_STATED TASK_.
Copy the lines verbatim from the start of the records through the line containing "96, 412, 187]]", including both ends. Omit the pictures from your copy.
——————————
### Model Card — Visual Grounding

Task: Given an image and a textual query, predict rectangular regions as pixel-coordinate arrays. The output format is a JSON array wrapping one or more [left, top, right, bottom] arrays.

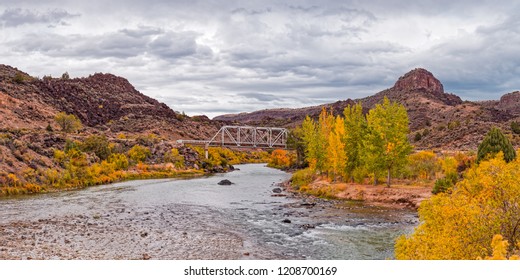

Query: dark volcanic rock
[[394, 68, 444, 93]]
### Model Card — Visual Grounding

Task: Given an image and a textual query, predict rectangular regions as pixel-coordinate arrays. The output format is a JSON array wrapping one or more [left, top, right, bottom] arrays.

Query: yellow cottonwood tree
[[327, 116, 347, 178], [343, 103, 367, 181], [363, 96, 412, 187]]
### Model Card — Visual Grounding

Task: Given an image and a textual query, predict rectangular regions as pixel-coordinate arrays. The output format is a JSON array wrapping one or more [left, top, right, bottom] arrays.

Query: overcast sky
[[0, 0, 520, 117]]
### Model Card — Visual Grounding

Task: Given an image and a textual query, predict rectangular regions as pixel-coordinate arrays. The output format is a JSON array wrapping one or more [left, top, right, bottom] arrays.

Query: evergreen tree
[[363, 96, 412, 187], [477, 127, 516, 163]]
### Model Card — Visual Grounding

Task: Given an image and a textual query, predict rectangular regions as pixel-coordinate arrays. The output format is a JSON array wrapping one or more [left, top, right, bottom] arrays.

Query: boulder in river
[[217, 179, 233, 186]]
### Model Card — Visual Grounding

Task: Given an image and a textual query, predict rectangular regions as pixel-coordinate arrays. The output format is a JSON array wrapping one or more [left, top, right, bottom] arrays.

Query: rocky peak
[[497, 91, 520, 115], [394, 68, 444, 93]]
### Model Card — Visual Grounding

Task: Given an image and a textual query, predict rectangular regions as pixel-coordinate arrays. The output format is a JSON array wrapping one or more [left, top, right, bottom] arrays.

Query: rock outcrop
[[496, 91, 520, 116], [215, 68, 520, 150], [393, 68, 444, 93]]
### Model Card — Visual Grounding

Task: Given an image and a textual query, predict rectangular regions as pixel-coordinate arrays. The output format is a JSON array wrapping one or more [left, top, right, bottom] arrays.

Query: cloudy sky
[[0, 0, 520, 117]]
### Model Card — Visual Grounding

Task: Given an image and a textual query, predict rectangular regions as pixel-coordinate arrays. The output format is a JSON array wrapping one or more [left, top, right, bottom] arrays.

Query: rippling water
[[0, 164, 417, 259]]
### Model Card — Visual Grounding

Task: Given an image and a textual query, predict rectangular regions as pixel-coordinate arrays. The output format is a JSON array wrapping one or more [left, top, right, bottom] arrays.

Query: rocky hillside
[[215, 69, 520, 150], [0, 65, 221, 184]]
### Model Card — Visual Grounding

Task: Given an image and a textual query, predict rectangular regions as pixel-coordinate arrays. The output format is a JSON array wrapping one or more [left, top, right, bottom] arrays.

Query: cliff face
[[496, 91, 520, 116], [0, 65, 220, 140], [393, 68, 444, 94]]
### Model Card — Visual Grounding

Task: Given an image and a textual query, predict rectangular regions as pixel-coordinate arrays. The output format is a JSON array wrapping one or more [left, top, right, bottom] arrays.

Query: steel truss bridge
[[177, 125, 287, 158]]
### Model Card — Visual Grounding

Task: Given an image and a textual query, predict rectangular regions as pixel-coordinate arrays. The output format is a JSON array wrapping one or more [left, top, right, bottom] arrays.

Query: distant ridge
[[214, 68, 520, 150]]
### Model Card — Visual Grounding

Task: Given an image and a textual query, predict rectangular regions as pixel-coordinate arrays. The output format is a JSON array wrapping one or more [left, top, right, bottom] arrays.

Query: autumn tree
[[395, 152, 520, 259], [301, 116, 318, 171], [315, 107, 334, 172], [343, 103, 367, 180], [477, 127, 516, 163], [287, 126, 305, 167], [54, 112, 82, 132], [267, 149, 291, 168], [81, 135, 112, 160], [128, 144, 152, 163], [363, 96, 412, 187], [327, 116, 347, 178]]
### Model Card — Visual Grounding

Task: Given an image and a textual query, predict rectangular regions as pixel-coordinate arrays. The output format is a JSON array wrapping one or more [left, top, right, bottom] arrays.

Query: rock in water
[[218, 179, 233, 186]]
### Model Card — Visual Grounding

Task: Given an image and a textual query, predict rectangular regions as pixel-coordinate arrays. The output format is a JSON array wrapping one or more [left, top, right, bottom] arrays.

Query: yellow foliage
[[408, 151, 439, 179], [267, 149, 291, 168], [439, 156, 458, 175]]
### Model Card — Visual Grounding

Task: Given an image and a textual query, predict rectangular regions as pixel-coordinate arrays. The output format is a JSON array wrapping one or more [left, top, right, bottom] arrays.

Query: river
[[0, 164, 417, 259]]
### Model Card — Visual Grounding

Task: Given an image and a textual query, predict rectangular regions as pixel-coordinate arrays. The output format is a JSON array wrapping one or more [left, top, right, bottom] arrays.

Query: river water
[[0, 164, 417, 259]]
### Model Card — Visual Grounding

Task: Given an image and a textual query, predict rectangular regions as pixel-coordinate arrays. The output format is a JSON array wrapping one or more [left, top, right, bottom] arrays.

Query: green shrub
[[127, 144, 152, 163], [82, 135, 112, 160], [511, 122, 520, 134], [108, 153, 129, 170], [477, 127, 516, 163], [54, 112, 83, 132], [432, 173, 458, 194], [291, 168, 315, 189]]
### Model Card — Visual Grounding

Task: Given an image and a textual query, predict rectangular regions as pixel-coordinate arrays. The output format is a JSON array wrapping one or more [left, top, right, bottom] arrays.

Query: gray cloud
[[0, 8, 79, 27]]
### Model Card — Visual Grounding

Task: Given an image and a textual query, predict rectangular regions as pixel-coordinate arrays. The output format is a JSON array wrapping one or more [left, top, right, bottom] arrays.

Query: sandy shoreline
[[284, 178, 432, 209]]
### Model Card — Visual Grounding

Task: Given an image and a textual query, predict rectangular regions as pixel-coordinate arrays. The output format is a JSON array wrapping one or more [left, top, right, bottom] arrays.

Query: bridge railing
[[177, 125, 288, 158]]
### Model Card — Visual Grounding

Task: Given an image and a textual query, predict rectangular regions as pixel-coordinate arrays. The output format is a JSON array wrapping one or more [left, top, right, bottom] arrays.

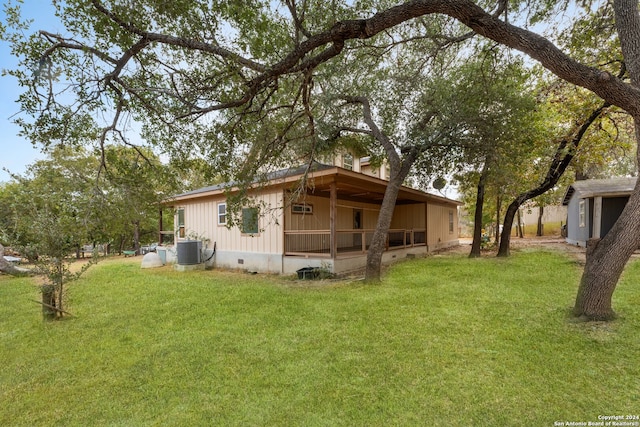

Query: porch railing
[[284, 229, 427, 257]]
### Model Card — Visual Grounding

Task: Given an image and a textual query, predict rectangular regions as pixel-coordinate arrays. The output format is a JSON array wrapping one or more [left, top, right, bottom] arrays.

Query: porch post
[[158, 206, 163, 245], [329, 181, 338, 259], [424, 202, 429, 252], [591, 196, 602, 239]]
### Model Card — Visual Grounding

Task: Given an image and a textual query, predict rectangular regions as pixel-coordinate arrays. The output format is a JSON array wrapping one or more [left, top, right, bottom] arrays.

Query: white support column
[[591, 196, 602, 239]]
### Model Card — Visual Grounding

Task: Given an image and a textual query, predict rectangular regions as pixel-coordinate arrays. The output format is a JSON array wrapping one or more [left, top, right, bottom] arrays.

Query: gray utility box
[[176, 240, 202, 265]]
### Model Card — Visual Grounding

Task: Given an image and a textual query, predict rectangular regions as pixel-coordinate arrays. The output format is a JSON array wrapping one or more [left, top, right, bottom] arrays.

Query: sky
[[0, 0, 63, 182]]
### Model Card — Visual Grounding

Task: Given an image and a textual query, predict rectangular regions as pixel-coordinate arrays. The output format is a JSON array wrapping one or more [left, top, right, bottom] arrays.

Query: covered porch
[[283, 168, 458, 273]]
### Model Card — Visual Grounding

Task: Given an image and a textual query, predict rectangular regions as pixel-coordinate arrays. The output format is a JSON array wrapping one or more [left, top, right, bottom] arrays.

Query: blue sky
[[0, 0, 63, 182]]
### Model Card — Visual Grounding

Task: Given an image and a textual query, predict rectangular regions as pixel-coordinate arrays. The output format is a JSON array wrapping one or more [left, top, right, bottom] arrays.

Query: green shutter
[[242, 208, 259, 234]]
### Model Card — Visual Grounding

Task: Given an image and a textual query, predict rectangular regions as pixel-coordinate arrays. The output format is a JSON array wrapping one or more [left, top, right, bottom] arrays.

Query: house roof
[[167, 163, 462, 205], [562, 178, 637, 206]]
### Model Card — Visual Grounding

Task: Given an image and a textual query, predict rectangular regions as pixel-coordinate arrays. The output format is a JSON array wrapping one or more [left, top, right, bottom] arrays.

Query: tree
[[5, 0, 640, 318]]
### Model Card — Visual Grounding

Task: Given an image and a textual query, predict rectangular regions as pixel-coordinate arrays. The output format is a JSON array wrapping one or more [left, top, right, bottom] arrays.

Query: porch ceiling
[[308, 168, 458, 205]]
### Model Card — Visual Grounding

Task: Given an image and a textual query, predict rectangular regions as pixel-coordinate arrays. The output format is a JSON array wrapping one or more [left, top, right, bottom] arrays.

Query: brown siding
——————————
_TASK OUTPUT_.
### Model Card — Visual Grounding

Task: Given an image and a textual query, predict rectangular regions as pixel-coordinate arrays. The output format is a JSON array wrapping one or more [left, top, right, bottom] arrays.


Query: dark volcanic rock
[[394, 68, 444, 93]]
### Model Card — Visual Grounding

Task: Given an image and a textual query, predict rectangular regions as pixel-coordinate arrays. The output format is a JSON array wrapping one or more [left, top, right, bottom] arrays.

Query: yellow cottonwood tree
[[327, 116, 347, 178], [343, 103, 367, 181], [363, 96, 412, 187]]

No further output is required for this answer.